*** Input for this task ***

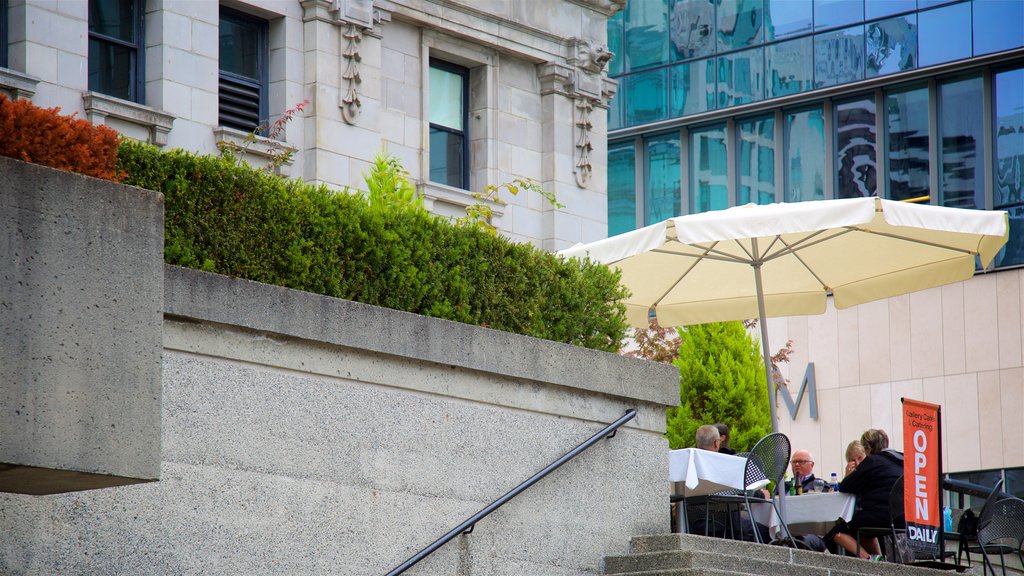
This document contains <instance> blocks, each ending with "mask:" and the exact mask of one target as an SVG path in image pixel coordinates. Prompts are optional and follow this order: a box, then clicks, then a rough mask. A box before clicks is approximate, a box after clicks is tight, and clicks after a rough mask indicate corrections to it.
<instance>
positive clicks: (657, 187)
mask: <svg viewBox="0 0 1024 576" xmlns="http://www.w3.org/2000/svg"><path fill="white" fill-rule="evenodd" d="M644 146H645V149H646V156H647V165H646V167H645V172H646V173H645V174H644V176H645V177H644V182H645V183H646V186H645V189H644V208H645V210H644V212H645V213H644V225H646V224H651V223H654V222H659V221H662V220H664V219H666V218H671V217H672V216H678V215H680V214H681V212H680V211H679V208H680V200H679V198H680V190H681V189H680V176H679V169H680V167H679V155H680V154H681V151H680V150H679V132H673V133H671V134H663V135H659V136H650V137H648V138H645V140H644Z"/></svg>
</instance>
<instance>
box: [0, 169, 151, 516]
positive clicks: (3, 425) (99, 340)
mask: <svg viewBox="0 0 1024 576" xmlns="http://www.w3.org/2000/svg"><path fill="white" fill-rule="evenodd" d="M163 249H164V199H163V196H161V195H160V194H157V193H155V192H150V191H143V190H139V189H134V188H129V187H124V186H120V184H115V183H112V182H106V181H102V180H97V179H95V178H89V177H85V176H78V175H74V174H70V173H68V172H63V171H59V170H54V169H51V168H46V167H42V166H37V165H33V164H26V163H24V162H19V161H16V160H11V159H8V158H0V491H4V490H6V491H19V492H28V493H37V494H39V493H52V492H60V491H66V490H81V489H84V488H97V487H104V486H116V485H121V484H125V483H132V482H138V481H139V480H146V479H156V478H158V477H159V474H160V416H161V407H160V394H161V382H160V368H161V365H160V363H161V342H162V330H161V317H162V307H163V295H162V292H163V284H164V271H163V261H162V260H163ZM0 513H2V512H0Z"/></svg>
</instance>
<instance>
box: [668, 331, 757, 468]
mask: <svg viewBox="0 0 1024 576" xmlns="http://www.w3.org/2000/svg"><path fill="white" fill-rule="evenodd" d="M679 336H680V338H681V343H680V345H679V356H678V357H677V358H676V360H675V361H674V364H675V365H676V366H678V367H679V376H680V382H679V400H680V403H679V407H678V408H669V410H668V421H667V429H668V431H667V433H666V437H667V438H668V439H669V445H670V447H671V448H672V449H677V448H685V447H688V446H693V438H694V435H695V433H696V429H697V427H698V426H700V425H702V424H713V423H715V422H725V423H726V424H728V425H729V428H730V431H731V437H730V442H729V445H730V447H731V448H732V449H733V450H736V451H739V452H742V451H746V450H750V449H751V448H753V447H754V444H756V443H757V441H758V440H760V439H761V438H762V437H764V436H765V435H767V434H769V433H771V416H770V414H769V411H768V392H767V388H766V386H765V371H764V361H763V360H762V358H761V355H760V354H759V353H758V346H757V343H756V342H755V341H754V339H753V338H752V337H751V335H750V334H749V333H748V332H746V330H745V329H743V325H742V323H740V322H717V323H711V324H699V325H694V326H687V327H685V328H680V329H679Z"/></svg>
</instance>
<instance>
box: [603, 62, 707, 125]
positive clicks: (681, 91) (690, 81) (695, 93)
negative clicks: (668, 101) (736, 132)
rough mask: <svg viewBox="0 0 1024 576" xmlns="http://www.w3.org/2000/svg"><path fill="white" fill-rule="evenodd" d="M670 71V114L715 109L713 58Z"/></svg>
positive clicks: (675, 113) (680, 113)
mask: <svg viewBox="0 0 1024 576" xmlns="http://www.w3.org/2000/svg"><path fill="white" fill-rule="evenodd" d="M671 73H672V85H671V86H670V96H669V97H670V99H671V106H672V111H671V113H672V116H674V117H678V116H687V115H690V114H696V113H698V112H707V111H709V110H715V58H708V59H703V60H697V61H691V63H683V64H679V65H676V66H674V67H672V69H671ZM616 99H617V98H616Z"/></svg>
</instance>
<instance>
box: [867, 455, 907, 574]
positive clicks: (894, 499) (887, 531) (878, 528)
mask: <svg viewBox="0 0 1024 576" xmlns="http://www.w3.org/2000/svg"><path fill="white" fill-rule="evenodd" d="M904 519H905V516H904V510H903V476H902V475H900V477H899V479H898V480H896V483H895V484H893V487H892V489H891V490H890V491H889V526H863V527H861V528H860V529H858V530H857V534H856V539H857V556H860V539H861V537H864V538H878V537H885V536H891V537H892V541H893V544H894V545H895V543H896V535H897V534H902V533H905V532H906V528H896V527H897V526H898V525H904V524H905V520H904Z"/></svg>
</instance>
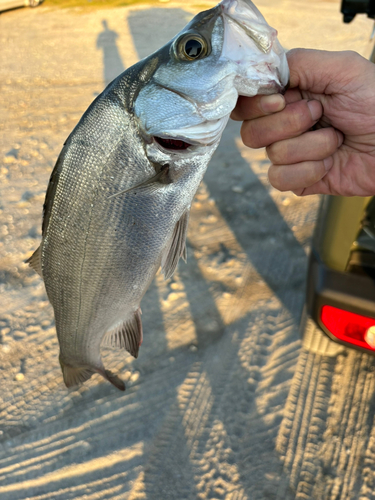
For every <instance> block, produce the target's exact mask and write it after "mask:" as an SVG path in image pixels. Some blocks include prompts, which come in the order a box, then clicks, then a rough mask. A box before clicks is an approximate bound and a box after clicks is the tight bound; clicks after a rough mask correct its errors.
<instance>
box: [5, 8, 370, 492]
mask: <svg viewBox="0 0 375 500" xmlns="http://www.w3.org/2000/svg"><path fill="white" fill-rule="evenodd" d="M258 6H259V8H260V9H261V10H262V12H263V13H264V14H265V16H266V18H267V19H268V21H269V22H270V24H271V25H273V26H274V27H276V28H277V29H278V31H279V33H280V40H281V42H282V43H283V44H284V45H285V47H286V48H288V49H289V48H292V47H296V46H303V47H314V48H322V49H330V50H340V49H353V50H357V51H358V52H360V53H362V54H364V55H366V56H367V55H368V52H369V44H368V39H369V35H370V33H371V28H372V22H371V21H370V20H367V19H365V18H364V17H362V18H360V19H358V20H356V21H355V22H354V23H352V24H351V25H344V24H343V23H342V20H341V16H340V14H339V12H338V11H339V2H336V1H334V2H325V1H319V2H304V1H303V0H298V1H297V0H281V1H279V2H271V1H270V0H262V1H259V3H258ZM197 9H199V6H198V5H194V4H191V5H190V6H189V7H187V6H186V4H185V3H183V2H179V3H172V2H170V3H165V2H164V3H160V7H158V6H155V5H153V6H147V5H145V6H141V7H139V8H122V9H121V8H120V9H111V10H109V9H108V10H95V9H91V10H82V9H72V10H54V9H50V8H48V7H46V6H41V7H39V8H37V9H19V10H15V11H11V12H6V13H3V14H0V41H1V50H0V116H1V123H0V162H1V163H0V398H1V399H0V402H1V406H0V498H1V500H25V499H30V500H68V499H74V500H83V499H85V500H99V499H100V500H109V499H111V500H115V499H116V500H117V499H118V500H120V499H121V500H122V499H125V500H135V499H147V500H169V499H170V500H188V499H189V500H190V499H191V500H194V499H200V500H205V499H212V500H213V499H215V500H216V499H226V500H245V499H247V500H266V499H268V500H276V499H277V500H281V499H283V500H284V499H294V498H296V499H301V500H302V499H304V500H307V499H319V500H323V499H327V500H328V499H329V500H339V499H340V500H344V499H345V500H346V499H356V500H357V499H360V500H370V499H374V498H375V460H374V459H375V456H374V454H375V431H374V430H373V429H374V425H373V423H374V416H375V405H374V397H373V394H374V381H375V376H374V371H375V359H374V358H373V357H370V356H368V355H366V354H362V353H358V352H356V351H351V350H344V349H341V348H340V349H337V348H335V347H334V346H333V347H332V348H330V349H327V350H326V351H325V352H326V353H328V355H323V354H321V353H319V352H320V351H318V352H313V351H311V350H308V349H306V347H302V346H301V342H300V335H299V323H300V316H301V311H302V306H303V302H304V287H305V279H306V265H307V255H308V252H309V248H310V241H311V234H312V231H313V227H314V222H315V219H316V210H317V207H318V203H319V198H318V197H317V196H313V197H309V198H303V199H299V198H297V197H295V196H294V195H293V194H291V193H280V192H278V191H276V190H275V189H273V188H271V187H270V186H269V184H268V181H267V168H268V165H269V163H268V160H267V159H266V157H265V154H264V151H262V150H259V151H252V150H249V149H247V148H245V147H243V146H242V144H241V141H240V139H239V125H238V124H236V123H233V122H232V123H230V124H229V126H228V128H227V130H226V132H225V134H224V137H223V139H222V142H221V145H220V147H219V149H218V151H217V153H216V154H215V158H214V159H213V161H212V163H211V165H210V167H209V169H208V171H207V174H206V176H205V178H204V182H203V183H202V186H201V187H200V189H199V192H198V193H197V196H196V198H195V201H194V203H193V207H192V216H191V223H190V228H189V235H188V263H187V264H186V265H185V264H184V263H180V265H179V268H178V272H177V273H176V275H175V276H174V278H173V280H171V281H170V282H167V283H166V282H164V281H163V279H162V277H161V276H157V277H156V279H155V281H154V283H153V284H152V286H151V287H150V290H149V291H148V292H147V294H146V296H145V298H144V300H143V303H142V310H143V324H144V331H145V334H144V343H143V345H142V347H141V350H140V356H139V358H138V360H134V359H132V358H131V357H130V355H127V354H126V353H124V352H117V351H113V350H107V351H105V352H104V357H105V363H106V366H107V367H108V368H110V369H112V370H115V371H119V372H120V373H121V374H122V375H123V377H124V379H125V381H126V385H127V390H126V392H125V393H124V394H123V393H120V392H119V391H117V390H116V389H115V388H113V387H111V386H110V385H109V384H108V383H106V382H105V381H104V380H103V379H102V378H100V377H99V376H94V377H93V378H92V379H91V380H90V381H89V382H88V383H86V384H85V385H83V386H82V387H80V388H79V389H75V390H69V391H68V390H67V389H66V388H65V386H64V385H63V382H62V376H61V371H60V367H59V363H58V343H57V338H56V334H55V329H54V321H53V314H52V309H51V306H50V305H49V303H48V301H47V298H46V294H45V291H44V287H43V283H42V281H41V280H40V278H39V277H38V276H37V275H35V274H34V273H33V272H32V271H31V270H30V269H29V268H28V267H27V266H26V265H25V264H24V263H23V262H24V260H25V259H26V258H27V257H29V256H30V255H31V252H32V251H33V250H35V249H36V248H37V246H38V244H39V241H40V235H41V232H40V226H41V214H42V204H43V200H44V193H45V190H46V186H47V183H48V179H49V175H50V173H51V171H52V168H53V165H54V163H55V161H56V158H57V155H58V153H59V151H60V149H61V147H62V144H63V142H64V140H65V139H66V137H67V136H68V135H69V133H70V131H71V130H72V128H73V127H74V125H75V124H76V122H77V121H78V119H79V118H80V116H81V114H82V113H83V111H84V110H85V109H86V107H87V106H88V105H89V103H90V102H91V101H92V100H93V98H94V97H95V96H96V95H97V94H98V93H100V92H101V91H102V89H103V88H104V85H105V81H109V80H110V79H111V78H113V77H114V76H116V75H117V74H118V73H119V72H121V71H122V70H123V69H124V68H126V67H128V66H129V65H131V64H133V63H134V62H136V60H138V58H140V57H144V56H145V55H147V54H148V53H150V52H151V51H153V50H155V49H156V48H158V47H159V46H161V44H162V43H164V42H166V41H167V40H168V39H170V38H171V36H173V35H174V34H175V33H176V32H177V31H178V30H179V29H180V28H181V27H182V26H183V25H184V24H185V22H186V21H187V20H188V19H190V18H191V15H192V13H193V11H196V10H197ZM103 20H105V21H106V23H107V24H106V26H105V23H104V24H103Z"/></svg>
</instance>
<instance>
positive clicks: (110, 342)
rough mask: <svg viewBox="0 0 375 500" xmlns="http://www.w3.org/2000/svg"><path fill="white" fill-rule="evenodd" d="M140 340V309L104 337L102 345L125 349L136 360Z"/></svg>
mask: <svg viewBox="0 0 375 500" xmlns="http://www.w3.org/2000/svg"><path fill="white" fill-rule="evenodd" d="M142 340H143V329H142V320H141V309H140V308H138V309H137V310H136V311H135V313H134V314H133V316H132V317H131V318H130V319H128V320H126V321H124V323H122V324H121V325H120V326H118V327H117V328H116V329H115V330H113V331H112V332H109V333H108V334H107V335H106V339H105V341H104V345H109V346H111V347H119V348H120V349H126V350H127V351H128V352H129V353H130V354H131V355H132V356H134V357H135V358H137V357H138V351H139V346H140V345H141V344H142ZM112 383H113V382H112Z"/></svg>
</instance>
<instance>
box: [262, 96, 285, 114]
mask: <svg viewBox="0 0 375 500" xmlns="http://www.w3.org/2000/svg"><path fill="white" fill-rule="evenodd" d="M260 107H261V108H262V110H263V111H264V112H265V113H276V112H277V111H281V110H282V109H284V108H285V99H284V96H282V95H281V94H271V95H264V96H262V97H261V99H260Z"/></svg>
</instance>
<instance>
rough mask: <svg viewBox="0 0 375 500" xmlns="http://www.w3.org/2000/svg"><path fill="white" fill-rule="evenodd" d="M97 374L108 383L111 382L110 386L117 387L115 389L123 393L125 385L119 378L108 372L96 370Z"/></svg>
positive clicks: (124, 388)
mask: <svg viewBox="0 0 375 500" xmlns="http://www.w3.org/2000/svg"><path fill="white" fill-rule="evenodd" d="M98 373H100V375H102V376H103V377H104V378H105V379H106V380H108V382H111V384H112V385H114V386H115V387H117V389H119V390H120V391H125V384H124V382H123V381H122V380H121V379H120V377H118V376H117V375H115V374H114V373H112V372H110V371H109V370H98Z"/></svg>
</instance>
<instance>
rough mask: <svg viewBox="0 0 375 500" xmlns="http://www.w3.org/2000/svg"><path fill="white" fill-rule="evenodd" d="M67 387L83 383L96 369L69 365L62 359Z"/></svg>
mask: <svg viewBox="0 0 375 500" xmlns="http://www.w3.org/2000/svg"><path fill="white" fill-rule="evenodd" d="M60 365H61V370H62V372H63V377H64V382H65V385H66V387H74V386H75V385H79V384H83V382H86V380H88V379H89V378H91V376H92V374H93V373H95V371H96V370H93V369H91V368H87V367H82V366H69V365H66V364H65V363H63V362H62V361H60Z"/></svg>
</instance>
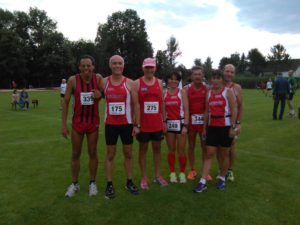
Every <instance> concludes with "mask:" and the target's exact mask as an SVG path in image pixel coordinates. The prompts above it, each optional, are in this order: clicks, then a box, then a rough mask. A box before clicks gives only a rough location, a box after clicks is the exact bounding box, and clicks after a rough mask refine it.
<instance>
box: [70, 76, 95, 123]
mask: <svg viewBox="0 0 300 225" xmlns="http://www.w3.org/2000/svg"><path fill="white" fill-rule="evenodd" d="M75 78H76V88H75V91H74V93H73V97H74V102H73V119H72V121H73V123H74V124H78V123H85V124H95V125H99V99H98V100H97V99H93V98H92V90H93V89H96V90H99V87H98V85H97V78H96V74H93V75H92V79H91V81H90V83H88V84H87V83H85V82H84V81H83V80H82V79H81V77H80V75H79V74H76V75H75Z"/></svg>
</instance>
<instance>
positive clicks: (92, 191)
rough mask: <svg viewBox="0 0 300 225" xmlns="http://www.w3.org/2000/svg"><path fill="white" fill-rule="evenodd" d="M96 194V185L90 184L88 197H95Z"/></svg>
mask: <svg viewBox="0 0 300 225" xmlns="http://www.w3.org/2000/svg"><path fill="white" fill-rule="evenodd" d="M97 194H98V188H97V185H96V184H95V183H94V182H92V183H91V184H90V186H89V196H95V195H97Z"/></svg>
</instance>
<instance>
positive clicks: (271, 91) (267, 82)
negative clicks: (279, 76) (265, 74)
mask: <svg viewBox="0 0 300 225" xmlns="http://www.w3.org/2000/svg"><path fill="white" fill-rule="evenodd" d="M266 86H267V91H266V96H270V97H272V86H273V82H272V79H271V78H270V79H269V80H268V82H267V85H266Z"/></svg>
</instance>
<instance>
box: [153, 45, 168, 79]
mask: <svg viewBox="0 0 300 225" xmlns="http://www.w3.org/2000/svg"><path fill="white" fill-rule="evenodd" d="M155 58H156V75H157V76H158V77H159V78H161V79H165V77H166V76H167V75H168V74H169V73H171V71H172V66H171V65H170V63H169V59H168V56H167V53H166V51H162V50H158V51H157V52H156V56H155Z"/></svg>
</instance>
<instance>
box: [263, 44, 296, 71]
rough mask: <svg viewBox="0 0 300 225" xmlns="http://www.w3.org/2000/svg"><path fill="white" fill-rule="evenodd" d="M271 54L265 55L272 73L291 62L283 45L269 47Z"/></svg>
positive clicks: (285, 49)
mask: <svg viewBox="0 0 300 225" xmlns="http://www.w3.org/2000/svg"><path fill="white" fill-rule="evenodd" d="M270 51H271V55H270V54H269V55H268V56H267V58H268V60H269V61H270V63H271V65H272V67H273V72H274V74H277V72H279V71H280V70H283V68H284V67H287V66H289V65H290V63H291V57H290V55H289V54H288V53H287V52H286V49H285V47H284V46H283V45H281V44H279V43H278V44H277V45H274V46H273V47H271V49H270Z"/></svg>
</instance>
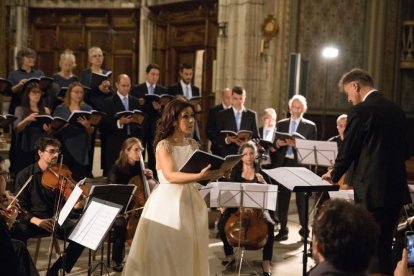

*** End of Input for this task ***

Try it »
Each line above that contains "target" must be copied out.

Output »
This document contains <instance> blocks, each ending with "mask:" and the exact mask of one target as an SVG path in image pixel coordinates. Prompts are optional and follow this order: a box, then clicks, then a rough mask. A box before clicks is approximate, a box after clicks is tight, and clicks after a rough mask indicate corrections to it.
For every <instance> block, produce the target's exact mask and write it after "mask:" as an SVG path in image pixels. Some blocks include prompts, which come in the order a box, then clicks, then a rough mask. A box before clicks is an approximate bound and a box after clicks is the tight bound; clicks after a rough mask correct its errors.
Every <instance> concludes with "mask:" and the target's exact mask as an SVG path in image pixel coordinates. The prompts above it, each optional, are in this order: clicks, then a box, then a rough mask. A box before clicks gives only a rough location, a box after clicks is the exact bounding box, and clicks after a rough mask refine it.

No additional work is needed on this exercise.